* **Exercise details**
Set down the material below word for word, excluding the pictures.
------------------------------------------------------------------------
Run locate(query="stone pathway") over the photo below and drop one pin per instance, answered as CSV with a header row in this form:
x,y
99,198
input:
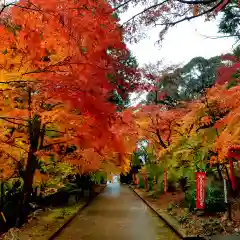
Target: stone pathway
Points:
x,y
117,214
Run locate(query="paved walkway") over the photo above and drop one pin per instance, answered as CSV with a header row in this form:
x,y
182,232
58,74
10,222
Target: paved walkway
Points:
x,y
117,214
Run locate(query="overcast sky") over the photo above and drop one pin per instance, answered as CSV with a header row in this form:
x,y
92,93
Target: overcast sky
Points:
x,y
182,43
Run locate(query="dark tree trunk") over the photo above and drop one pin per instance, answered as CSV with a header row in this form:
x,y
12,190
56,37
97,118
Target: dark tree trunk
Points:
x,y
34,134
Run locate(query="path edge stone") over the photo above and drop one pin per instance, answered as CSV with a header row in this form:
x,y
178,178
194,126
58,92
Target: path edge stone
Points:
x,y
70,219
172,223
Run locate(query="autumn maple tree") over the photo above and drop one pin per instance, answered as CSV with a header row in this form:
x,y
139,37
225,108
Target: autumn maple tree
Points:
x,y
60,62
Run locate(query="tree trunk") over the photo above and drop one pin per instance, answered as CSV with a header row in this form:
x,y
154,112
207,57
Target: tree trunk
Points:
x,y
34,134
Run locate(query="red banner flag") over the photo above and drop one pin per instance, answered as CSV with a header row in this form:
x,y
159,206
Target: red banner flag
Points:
------------------------------------------------------------------------
* **Solution to this task**
Run locate(query="stone pathway") over the photo below and drop one pin per instance, answered as CSV with a header row in this form:
x,y
99,198
input:
Target: stone pathway
Points:
x,y
117,214
Run locate(query="paved walkway") over the photo above and drop one pin per instance, answered as CSV with a header row in this form:
x,y
182,232
58,74
10,222
Target: paved walkway
Points:
x,y
117,214
Run locate(query="overcast sky") over the photo above and drop one pin per instance, answered as CSV with a header row in this form:
x,y
92,93
Target: overcast sky
Points:
x,y
182,43
Run locate(query="dark tree trunk") over the photo above and drop one pin per instance, answered as CSV with a header row in this form:
x,y
12,190
56,37
97,118
Target: dark tree trunk
Points:
x,y
34,134
Run locate(query="path edge stone") over the photo above and drop one pin per instance, answered as CSV with a header row in this form:
x,y
178,178
194,126
58,92
Target: path edge stone
Points:
x,y
70,219
172,223
Run locate(query="autumn maple tree") over the photo above and drop one pin per instance, answered as CSV with a header row in this form:
x,y
139,37
225,108
Target: autumn maple tree
Points:
x,y
60,62
Run locate(query="tree trunk") over the photo above and drop one pin per instance, answered as CSV with a header row in this form:
x,y
154,112
207,57
Target: tree trunk
Points:
x,y
34,134
Run locate(query="red banner flag") over the photo above and drop one pin per instance, answered as CSV with a header row in this form:
x,y
159,206
Target: red banner flag
Points:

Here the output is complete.